Excerpt to read:
· · · · · · ·
You can also include Punta Sebaring in your Balabac island hopping tour for an additional fee. In our case, we added P500 because it’s off the usual route and is quite far from Balabac mainland. It’s likely you’ll miss going to the other islands if you decide to visit Punta Sebaring, so a better option is to extend your stay for another day.
Of these, my favorite Balabac island hopping stops are the Melville lighthouse in Balabac Island, Punta Sebaring in Bugsuk Island and Candaraman Island.
In our case, we stayed for 3 days in Balabac. On our first day, we island hopped to Melville lighthouse in Balabac Island, Camiaran Island and Canabungan Island. Our boat operators (Kuya Boboy and Kuya Onyok) have relatives in Bancalan Island, and we were welcomed for the night. On our second day, we went to Punta Sebaring in Bugsuk Island. On our third day, we spent the whole day swimming in Candaraman Island and snorkeling in Sicsican Island.
· · · · · · ·
Recorded information:
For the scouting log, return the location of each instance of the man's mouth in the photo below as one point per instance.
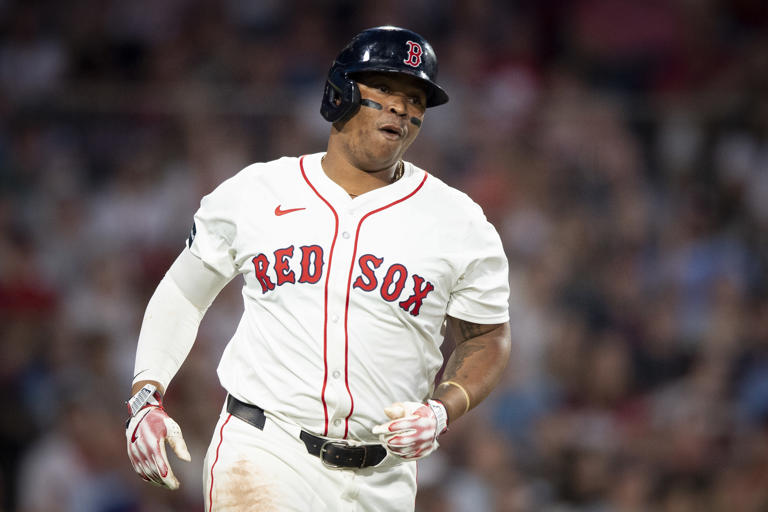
· · · · · · ·
Stated goal: Write out the stretch of the Balabac island hopping excerpt above from "Of these, my" through "in Sicsican Island.", keeping every word and punctuation mark unchanged.

Problem solution:
Of these, my favorite Balabac island hopping stops are the Melville lighthouse in Balabac Island, Punta Sebaring in Bugsuk Island and Candaraman Island.
In our case, we stayed for 3 days in Balabac. On our first day, we island hopped to Melville lighthouse in Balabac Island, Camiaran Island and Canabungan Island. Our boat operators (Kuya Boboy and Kuya Onyok) have relatives in Bancalan Island, and we were welcomed for the night. On our second day, we went to Punta Sebaring in Bugsuk Island. On our third day, we spent the whole day swimming in Candaraman Island and snorkeling in Sicsican Island.